• **REQUIREMENT**: Starting at the line with "[spot] the dark suit", transcribe each line through the final one, both included, and add nothing.

• **STORED DATA**:

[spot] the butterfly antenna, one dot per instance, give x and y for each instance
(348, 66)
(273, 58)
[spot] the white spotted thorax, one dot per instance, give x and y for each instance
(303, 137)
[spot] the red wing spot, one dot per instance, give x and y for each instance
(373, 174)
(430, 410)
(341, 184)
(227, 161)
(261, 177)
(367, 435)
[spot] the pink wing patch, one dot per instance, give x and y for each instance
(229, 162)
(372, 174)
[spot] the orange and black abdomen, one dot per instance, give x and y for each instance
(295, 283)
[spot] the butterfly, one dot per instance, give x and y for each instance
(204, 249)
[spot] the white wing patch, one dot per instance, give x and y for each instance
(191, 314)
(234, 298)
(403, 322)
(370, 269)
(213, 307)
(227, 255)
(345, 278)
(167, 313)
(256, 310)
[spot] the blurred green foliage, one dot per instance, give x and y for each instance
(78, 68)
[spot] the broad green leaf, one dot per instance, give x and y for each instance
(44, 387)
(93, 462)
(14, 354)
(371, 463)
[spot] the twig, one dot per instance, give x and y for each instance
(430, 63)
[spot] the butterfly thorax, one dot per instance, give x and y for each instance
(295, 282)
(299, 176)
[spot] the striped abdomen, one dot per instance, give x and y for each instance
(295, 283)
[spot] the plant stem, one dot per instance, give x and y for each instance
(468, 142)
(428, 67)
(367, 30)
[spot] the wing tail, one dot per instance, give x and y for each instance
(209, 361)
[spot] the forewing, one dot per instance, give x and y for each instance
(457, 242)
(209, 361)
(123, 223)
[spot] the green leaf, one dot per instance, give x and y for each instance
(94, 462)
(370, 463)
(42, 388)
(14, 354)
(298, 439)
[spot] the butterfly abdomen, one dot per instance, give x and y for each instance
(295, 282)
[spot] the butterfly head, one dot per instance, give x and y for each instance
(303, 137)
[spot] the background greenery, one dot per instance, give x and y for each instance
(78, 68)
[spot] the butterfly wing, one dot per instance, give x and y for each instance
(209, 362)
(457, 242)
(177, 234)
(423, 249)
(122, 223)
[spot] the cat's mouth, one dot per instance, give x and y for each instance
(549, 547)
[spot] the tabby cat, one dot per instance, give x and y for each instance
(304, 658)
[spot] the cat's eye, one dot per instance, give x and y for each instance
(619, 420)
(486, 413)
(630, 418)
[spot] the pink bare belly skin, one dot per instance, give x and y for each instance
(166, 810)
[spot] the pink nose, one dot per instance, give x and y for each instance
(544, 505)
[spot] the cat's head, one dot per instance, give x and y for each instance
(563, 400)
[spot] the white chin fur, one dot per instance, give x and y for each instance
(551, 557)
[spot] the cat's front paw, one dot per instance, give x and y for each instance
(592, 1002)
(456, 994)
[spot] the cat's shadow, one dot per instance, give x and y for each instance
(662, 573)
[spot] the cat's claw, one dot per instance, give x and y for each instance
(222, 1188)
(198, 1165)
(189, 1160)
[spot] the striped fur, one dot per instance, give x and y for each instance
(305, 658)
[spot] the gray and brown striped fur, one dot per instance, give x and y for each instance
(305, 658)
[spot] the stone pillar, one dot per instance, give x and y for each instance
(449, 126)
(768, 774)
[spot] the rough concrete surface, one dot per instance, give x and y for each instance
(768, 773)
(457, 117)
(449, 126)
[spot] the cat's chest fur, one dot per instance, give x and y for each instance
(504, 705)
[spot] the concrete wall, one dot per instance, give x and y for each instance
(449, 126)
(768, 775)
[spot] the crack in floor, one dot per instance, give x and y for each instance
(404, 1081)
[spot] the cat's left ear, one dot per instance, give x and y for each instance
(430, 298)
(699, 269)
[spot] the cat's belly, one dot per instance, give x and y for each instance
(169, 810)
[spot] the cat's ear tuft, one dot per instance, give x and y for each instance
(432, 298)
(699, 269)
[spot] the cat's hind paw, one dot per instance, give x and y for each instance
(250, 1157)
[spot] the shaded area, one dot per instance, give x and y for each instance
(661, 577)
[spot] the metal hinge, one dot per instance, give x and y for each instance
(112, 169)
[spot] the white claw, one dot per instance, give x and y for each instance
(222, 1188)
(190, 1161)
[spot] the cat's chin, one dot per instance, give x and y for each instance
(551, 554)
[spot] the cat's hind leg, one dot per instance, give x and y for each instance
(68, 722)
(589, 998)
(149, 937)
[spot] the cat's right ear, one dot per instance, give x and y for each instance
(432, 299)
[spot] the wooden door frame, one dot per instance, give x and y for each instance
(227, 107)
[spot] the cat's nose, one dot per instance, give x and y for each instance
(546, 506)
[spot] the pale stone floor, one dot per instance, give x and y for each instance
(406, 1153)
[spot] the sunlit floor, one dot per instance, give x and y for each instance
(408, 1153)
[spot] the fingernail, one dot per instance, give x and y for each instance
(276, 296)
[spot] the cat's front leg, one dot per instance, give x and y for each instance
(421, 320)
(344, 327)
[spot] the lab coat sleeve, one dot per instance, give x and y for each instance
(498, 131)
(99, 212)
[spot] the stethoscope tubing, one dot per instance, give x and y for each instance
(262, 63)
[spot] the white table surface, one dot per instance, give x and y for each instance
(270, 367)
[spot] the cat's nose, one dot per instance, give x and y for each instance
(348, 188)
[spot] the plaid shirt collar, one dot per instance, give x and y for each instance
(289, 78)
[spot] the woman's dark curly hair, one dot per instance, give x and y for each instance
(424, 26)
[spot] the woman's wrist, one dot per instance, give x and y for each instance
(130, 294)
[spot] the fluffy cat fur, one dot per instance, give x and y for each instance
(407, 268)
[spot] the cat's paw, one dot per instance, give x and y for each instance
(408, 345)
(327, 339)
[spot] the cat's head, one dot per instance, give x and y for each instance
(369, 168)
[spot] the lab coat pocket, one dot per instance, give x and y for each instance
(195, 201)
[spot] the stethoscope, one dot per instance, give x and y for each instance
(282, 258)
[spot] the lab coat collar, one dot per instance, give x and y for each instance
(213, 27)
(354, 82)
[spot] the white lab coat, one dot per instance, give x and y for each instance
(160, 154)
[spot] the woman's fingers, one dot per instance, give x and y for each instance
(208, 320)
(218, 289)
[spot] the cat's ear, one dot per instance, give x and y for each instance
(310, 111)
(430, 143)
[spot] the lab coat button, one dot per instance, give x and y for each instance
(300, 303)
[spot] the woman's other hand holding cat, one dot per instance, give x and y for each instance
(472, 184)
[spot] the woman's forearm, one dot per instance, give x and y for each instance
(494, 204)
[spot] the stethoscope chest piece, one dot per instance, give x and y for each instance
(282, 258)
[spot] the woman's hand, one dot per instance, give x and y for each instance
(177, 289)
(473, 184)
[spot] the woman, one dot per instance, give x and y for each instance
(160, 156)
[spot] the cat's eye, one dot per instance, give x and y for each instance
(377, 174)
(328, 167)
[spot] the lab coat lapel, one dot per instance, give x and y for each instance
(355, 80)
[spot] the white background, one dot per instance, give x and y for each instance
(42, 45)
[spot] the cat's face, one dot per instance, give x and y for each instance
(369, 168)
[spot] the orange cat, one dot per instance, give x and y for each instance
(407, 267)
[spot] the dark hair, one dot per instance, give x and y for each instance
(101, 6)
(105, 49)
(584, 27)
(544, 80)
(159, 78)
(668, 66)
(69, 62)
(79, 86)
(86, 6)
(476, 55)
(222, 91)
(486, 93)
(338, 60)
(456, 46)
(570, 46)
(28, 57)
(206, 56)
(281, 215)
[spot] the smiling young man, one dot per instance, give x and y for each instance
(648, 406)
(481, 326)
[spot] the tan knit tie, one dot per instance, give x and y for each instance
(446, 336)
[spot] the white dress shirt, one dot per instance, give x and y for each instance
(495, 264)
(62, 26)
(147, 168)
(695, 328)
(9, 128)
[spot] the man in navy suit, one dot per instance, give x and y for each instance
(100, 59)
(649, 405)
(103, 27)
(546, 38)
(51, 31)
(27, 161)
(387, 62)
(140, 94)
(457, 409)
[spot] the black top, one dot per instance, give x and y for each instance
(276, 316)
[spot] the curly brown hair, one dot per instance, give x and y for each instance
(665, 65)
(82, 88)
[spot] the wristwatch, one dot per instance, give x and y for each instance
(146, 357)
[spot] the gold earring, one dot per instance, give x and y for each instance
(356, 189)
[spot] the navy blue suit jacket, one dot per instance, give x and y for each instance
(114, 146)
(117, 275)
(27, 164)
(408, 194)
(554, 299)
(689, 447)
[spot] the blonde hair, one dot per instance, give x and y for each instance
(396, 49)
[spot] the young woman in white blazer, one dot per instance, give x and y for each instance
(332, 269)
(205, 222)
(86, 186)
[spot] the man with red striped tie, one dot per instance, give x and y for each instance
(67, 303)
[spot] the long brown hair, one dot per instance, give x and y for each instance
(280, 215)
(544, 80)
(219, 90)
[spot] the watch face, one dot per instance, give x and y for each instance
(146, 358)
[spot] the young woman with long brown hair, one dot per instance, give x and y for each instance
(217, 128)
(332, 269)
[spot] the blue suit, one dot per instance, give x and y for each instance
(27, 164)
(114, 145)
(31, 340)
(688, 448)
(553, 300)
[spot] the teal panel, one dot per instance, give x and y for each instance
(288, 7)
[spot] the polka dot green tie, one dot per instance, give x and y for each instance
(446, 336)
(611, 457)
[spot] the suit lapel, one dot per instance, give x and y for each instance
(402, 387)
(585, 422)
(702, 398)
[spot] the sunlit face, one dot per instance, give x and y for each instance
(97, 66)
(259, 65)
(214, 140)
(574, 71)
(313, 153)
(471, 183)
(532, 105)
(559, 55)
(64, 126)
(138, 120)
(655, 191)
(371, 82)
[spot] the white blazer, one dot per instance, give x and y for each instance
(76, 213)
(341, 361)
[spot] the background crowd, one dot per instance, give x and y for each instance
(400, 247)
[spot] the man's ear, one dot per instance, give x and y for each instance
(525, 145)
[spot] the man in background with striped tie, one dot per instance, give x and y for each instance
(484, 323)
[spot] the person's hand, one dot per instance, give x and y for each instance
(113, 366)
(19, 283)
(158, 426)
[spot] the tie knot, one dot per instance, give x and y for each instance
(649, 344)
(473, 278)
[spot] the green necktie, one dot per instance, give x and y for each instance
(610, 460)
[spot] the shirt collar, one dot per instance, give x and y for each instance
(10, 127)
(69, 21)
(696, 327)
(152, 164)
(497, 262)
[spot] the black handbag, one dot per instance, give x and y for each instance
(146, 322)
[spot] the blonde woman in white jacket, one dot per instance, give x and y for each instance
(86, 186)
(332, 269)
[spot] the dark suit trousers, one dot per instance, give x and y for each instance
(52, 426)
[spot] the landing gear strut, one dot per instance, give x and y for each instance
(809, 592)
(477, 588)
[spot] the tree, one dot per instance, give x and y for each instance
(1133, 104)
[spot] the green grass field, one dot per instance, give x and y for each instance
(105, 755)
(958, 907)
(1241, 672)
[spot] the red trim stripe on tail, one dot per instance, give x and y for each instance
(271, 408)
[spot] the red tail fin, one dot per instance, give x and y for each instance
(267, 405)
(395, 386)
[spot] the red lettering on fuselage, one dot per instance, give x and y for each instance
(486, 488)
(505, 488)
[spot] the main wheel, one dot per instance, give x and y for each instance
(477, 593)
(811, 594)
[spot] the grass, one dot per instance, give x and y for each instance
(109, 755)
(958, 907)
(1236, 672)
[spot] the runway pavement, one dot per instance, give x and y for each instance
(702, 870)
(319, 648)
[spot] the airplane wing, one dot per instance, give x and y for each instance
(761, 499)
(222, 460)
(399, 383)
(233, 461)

• **ANSWER TO THE TASK**:
[spot] the dark suit trousers, one dot per instance, give x and y for each instance
(52, 426)
[spot] the landing gear strut, one dot per instance, give x and y for each instance
(809, 592)
(477, 588)
[spot] the tree, one dot per instance, give x and y for each instance
(1133, 104)
[spot] the green grass field, one dot per instance, give x and y for each instance
(105, 755)
(958, 907)
(1241, 672)
[spot] the red trim stripe on tail, one dot per instance, give x and y for each instance
(271, 408)
[spot] the red tail fin, one dot per instance, give x and y for each instance
(267, 405)
(395, 386)
[spot] the red lettering on fuselage, one dot per instance, give x and y for each instance
(486, 488)
(505, 488)
[spot] the main wheel, one dot per instance, give x and y for each instance
(477, 593)
(811, 594)
[spot] the grass, one dot per instance, give x and y for each instance
(109, 755)
(958, 907)
(1236, 672)
[spot] the runway pavement, one dot per instance, give x and y for each instance
(702, 870)
(319, 648)
[spot] the airplane wing, one dot per instance, give x and y for each instance
(761, 499)
(222, 460)
(399, 383)
(233, 461)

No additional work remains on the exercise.